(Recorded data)
◇ ◇ ◇ ◇ ◇ ◇ ◇
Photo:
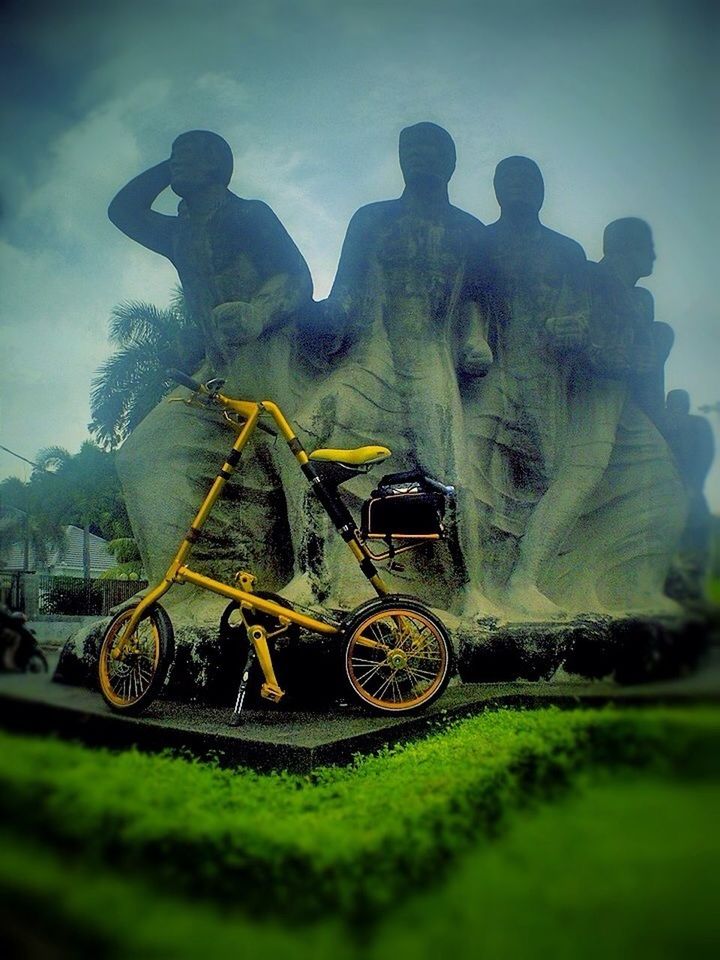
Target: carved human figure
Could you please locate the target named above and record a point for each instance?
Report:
(617, 554)
(532, 288)
(691, 440)
(629, 252)
(243, 279)
(240, 271)
(391, 328)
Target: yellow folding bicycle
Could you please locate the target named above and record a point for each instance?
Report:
(397, 653)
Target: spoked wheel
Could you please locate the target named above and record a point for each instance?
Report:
(398, 657)
(132, 680)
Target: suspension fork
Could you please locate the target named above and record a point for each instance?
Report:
(335, 508)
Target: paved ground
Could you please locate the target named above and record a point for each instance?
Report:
(275, 739)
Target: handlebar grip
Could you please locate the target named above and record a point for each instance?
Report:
(446, 489)
(179, 377)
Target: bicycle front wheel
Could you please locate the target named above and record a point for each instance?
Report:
(398, 657)
(131, 681)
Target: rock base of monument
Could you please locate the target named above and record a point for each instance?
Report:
(628, 650)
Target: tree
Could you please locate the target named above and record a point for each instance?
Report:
(133, 380)
(24, 519)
◇ ◇ ◇ ◇ ◇ ◇ ◇
= SHORT EXERCISE =
Rewrite all of the records above, swapping "Report" for "Result" everywhere and changing nothing else. Omit the pictures from your answer.

= PROBLEM SOLUTION =
Photo:
Target: carved human figure
Could you please locate the target named above and record a point for each instance?
Result:
(617, 554)
(532, 288)
(691, 440)
(629, 252)
(243, 279)
(240, 271)
(391, 328)
Target: yellow folding bicycle
Could you please locate the target named above and record a point for each instance?
Result:
(397, 653)
Target: spoked wheel
Could you please locate the target named above and record a point for each instance?
Result:
(398, 657)
(132, 680)
Target: suspension fork
Could you please locate the target named above and record a point for each instance?
Result:
(335, 508)
Target: paved ground
Could you please locate the target named above and record a point for each instance?
Result:
(275, 739)
Target: handlebar grip
Could you please locate the target named above and record a point for each instance?
Result:
(446, 489)
(179, 377)
Target: bicycle front wheel
Could you please locate the target named above and record a point for each instance?
Result:
(398, 657)
(131, 681)
Target: rock base of monument
Could you please locate the target named above and record a point for each instance?
Result:
(628, 650)
Target: tree
Could you please locate the target named above and record a point for each instance?
Result:
(133, 380)
(24, 519)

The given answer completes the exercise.